PROBLEM DESCRIPTION
Rewrite the passage of the Trem Desportivo Clube text that starts with "Trem Desportivo Clube, commonly" and ends with "placed 228th overall.", changing "fourth tier" to "fourth division".

TEXT BLOCK

* * *

Trem Desportivo Clube, commonly referred to as Trem, is a Brazilian professional club based in Macapá, Amapá founded on 1 January 1947. It competes in the Campeonato Brasileiro Série D, the fourth tier of Brazilian football, as well as in the Campeonato Amapaense, the top flight of the Amapá state football league.

As of 2022, Trem is the fourth-best ranked team from Amapá in CBF's national club ranking, being placed 228th overall.

History
On January 1, 1947, the club was founded as Trem Desportivo Clube by Bellarmino Paraense de Barros, Benedito Malcher, the brothers Osmar and Arthur Marinho, and Walter and José Banhos, among others, at one of the most important and traditional  Macapá neighborhoods.

In 1993, the club competed in the Copa do Brasil for the first time. The club was eliminated in the first stage, by Remo (first leg, at Zerão stadium, Macapá, Remo won 5–0, the second leg, at Mangueirão, Belém, Remo won again, 2–0). In 1999, due to financial difficulties, the club closed its football section. However, some years later, the club reopened it. In 2008, Trem competed again in the Copa do Brasil, but was eliminated in the first stage by Paraná.

In 2022, Trem applied one of the biggest rout in the history of the Brasileirão Série D, thrashing Náutico, of Roraima for 10 x 2, at Zerão

Colours and badge
The club's colors are red and black. The club's home kit, and its logo are heavily inspired by Flamengo ones. The home kit is composed of red and black horizontal stripes, white shorts and black socks.

* * *

(Excerpts of labeled region data)
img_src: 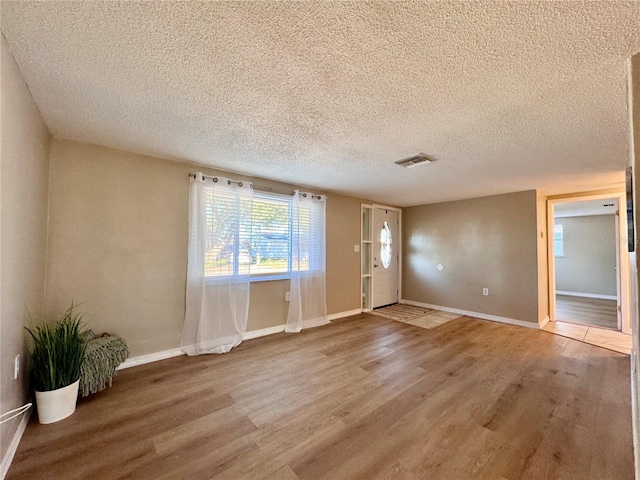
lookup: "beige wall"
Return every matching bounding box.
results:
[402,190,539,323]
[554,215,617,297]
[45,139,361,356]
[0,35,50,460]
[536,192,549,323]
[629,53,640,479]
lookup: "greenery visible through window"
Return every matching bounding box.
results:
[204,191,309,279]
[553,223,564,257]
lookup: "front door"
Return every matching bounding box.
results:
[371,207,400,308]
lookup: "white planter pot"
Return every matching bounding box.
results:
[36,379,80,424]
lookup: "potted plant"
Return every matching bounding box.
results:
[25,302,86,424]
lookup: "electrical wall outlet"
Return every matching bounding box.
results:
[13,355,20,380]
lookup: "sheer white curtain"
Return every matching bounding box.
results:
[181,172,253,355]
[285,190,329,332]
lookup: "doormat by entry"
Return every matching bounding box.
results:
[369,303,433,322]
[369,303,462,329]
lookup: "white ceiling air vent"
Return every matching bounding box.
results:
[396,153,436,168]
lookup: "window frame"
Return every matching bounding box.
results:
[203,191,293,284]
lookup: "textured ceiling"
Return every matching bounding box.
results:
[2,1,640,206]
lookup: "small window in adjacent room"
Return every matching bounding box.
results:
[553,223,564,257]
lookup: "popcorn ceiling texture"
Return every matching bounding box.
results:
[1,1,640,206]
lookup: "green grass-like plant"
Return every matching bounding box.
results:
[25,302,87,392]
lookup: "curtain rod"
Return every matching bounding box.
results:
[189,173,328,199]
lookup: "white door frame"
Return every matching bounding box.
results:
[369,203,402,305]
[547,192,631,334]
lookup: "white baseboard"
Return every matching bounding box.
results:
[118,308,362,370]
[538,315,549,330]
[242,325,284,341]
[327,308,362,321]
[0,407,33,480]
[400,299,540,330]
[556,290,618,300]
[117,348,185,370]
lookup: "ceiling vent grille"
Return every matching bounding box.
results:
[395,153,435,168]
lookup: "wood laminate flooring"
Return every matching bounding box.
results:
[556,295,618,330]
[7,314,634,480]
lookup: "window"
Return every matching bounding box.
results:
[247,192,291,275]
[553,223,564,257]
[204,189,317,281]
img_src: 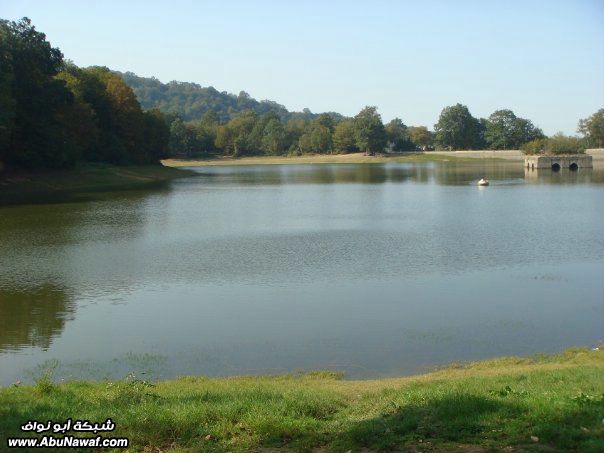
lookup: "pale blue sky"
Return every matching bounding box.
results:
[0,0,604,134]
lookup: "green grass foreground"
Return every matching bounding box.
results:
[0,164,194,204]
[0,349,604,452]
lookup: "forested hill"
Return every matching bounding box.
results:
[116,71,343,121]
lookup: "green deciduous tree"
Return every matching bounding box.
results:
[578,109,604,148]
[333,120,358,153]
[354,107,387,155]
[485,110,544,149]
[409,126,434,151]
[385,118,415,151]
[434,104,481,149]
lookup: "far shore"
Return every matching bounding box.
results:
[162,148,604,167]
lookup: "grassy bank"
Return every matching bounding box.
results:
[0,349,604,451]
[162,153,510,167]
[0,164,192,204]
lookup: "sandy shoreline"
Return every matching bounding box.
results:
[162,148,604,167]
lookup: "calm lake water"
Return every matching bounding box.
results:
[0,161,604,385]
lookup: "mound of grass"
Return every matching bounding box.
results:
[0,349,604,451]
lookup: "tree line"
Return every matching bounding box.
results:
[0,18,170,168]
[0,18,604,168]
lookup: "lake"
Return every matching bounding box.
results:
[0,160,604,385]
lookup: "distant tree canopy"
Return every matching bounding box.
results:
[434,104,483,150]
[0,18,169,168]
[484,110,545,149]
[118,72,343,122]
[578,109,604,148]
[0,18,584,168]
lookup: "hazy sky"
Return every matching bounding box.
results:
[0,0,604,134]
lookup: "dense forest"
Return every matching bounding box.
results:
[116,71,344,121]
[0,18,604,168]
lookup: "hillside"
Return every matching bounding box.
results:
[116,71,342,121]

* * *

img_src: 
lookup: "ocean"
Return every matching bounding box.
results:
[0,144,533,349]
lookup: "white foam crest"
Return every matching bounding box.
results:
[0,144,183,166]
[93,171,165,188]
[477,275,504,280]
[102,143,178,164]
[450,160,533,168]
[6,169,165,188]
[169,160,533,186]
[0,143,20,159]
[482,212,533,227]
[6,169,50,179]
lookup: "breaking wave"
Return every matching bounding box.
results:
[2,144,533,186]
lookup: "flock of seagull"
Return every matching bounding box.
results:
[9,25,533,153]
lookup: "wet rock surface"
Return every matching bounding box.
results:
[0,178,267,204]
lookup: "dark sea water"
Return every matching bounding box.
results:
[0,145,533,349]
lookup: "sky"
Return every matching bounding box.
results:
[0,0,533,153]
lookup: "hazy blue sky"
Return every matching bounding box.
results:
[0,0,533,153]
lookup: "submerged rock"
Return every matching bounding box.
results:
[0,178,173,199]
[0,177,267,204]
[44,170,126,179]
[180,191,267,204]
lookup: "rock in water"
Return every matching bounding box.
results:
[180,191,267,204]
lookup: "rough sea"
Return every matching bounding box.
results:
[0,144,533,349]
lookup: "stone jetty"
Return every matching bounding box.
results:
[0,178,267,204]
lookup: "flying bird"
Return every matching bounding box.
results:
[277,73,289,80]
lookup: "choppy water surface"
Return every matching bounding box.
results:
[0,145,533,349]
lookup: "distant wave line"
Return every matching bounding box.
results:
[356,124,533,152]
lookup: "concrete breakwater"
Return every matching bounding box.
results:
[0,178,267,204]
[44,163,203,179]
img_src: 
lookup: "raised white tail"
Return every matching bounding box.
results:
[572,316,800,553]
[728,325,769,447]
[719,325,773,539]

* * *

FINAL RESULT
Trem Desportivo Clube, commonly referred to as Trem, is a Brazilian professional club based in Macapá, Amapá founded on 1 January 1947. It competes in the Campeonato Brasileiro Série D, the fourth division of Brazilian football, as well as in the Campeonato Amapaense, the top flight of the Amapá state football league.

As of 2022, Trem is the fourth-best ranked team from Amapá in CBF's national club ranking, being placed 228th overall.